→ AVAILABLE DATA:
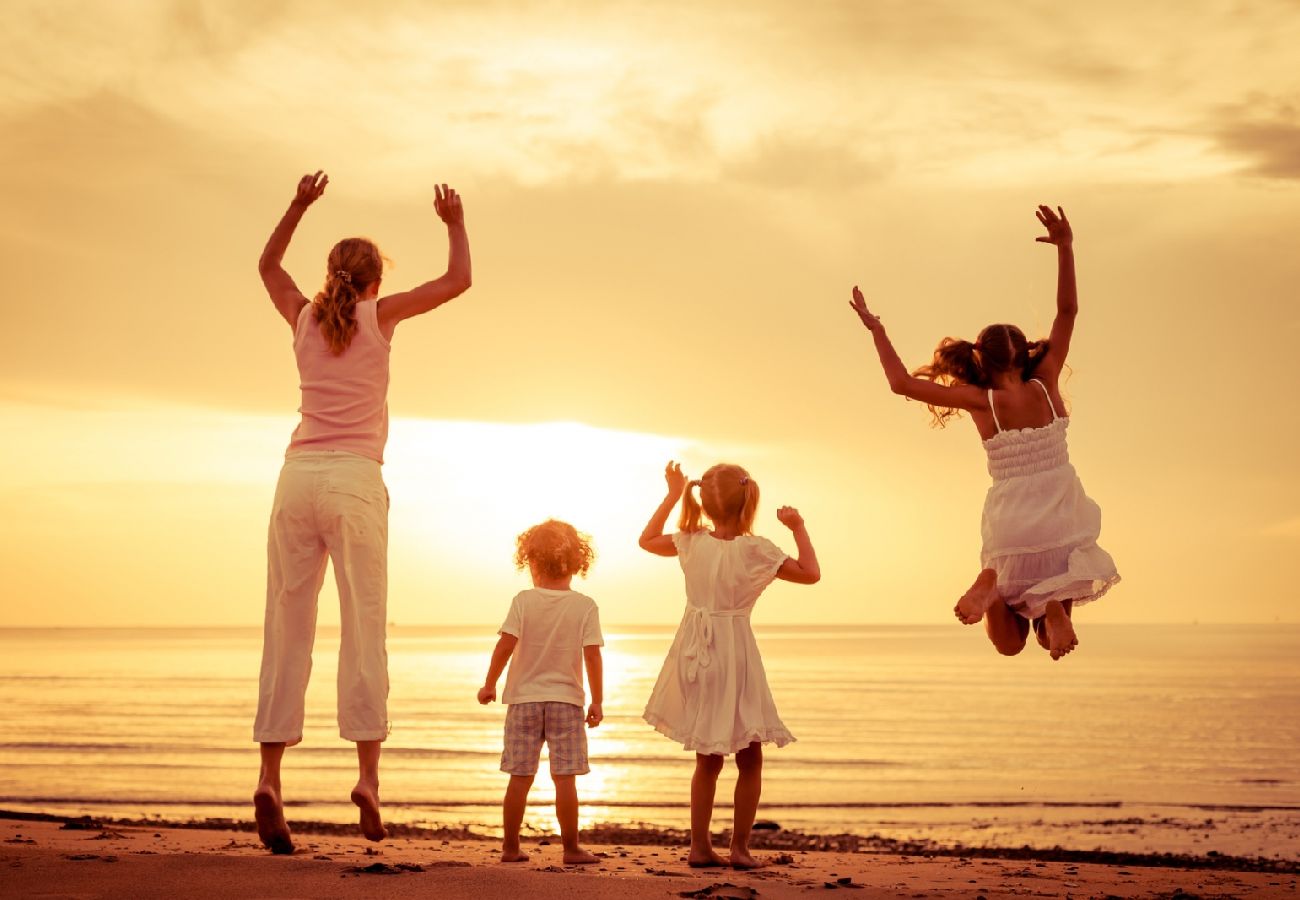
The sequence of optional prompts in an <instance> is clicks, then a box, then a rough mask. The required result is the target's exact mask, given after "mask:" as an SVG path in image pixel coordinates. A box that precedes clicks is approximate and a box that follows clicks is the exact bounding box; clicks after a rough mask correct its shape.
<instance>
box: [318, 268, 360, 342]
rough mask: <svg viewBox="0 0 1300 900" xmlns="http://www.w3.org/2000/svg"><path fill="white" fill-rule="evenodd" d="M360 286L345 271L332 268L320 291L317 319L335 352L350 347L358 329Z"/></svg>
mask: <svg viewBox="0 0 1300 900" xmlns="http://www.w3.org/2000/svg"><path fill="white" fill-rule="evenodd" d="M356 300H357V293H356V286H355V285H354V284H352V278H351V276H348V273H347V272H344V271H339V272H330V273H329V276H328V277H326V280H325V290H322V291H321V293H320V294H317V295H316V321H317V323H320V326H321V333H322V334H324V336H325V342H326V343H328V345H329V350H330V352H331V354H334V355H335V356H338V355H339V354H341V352H343V351H344V350H347V345H350V343H351V342H352V336H354V334H355V333H356Z"/></svg>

→ ACTIVITY:
Each line above where the word "instance" occurs should be returned in full.

→ SOLVED PROBLEM:
The sequence of optional prompts in an <instance> is clicks, then a box, then a rough mask. The required result is the target's exact mask, given after "mask:" as an SVG path in image pixel coordinates. A box that precedes clicks is approximate and a box that follows clicks is the exact bounding box; clicks after a rough mask correct its shape.
<instance>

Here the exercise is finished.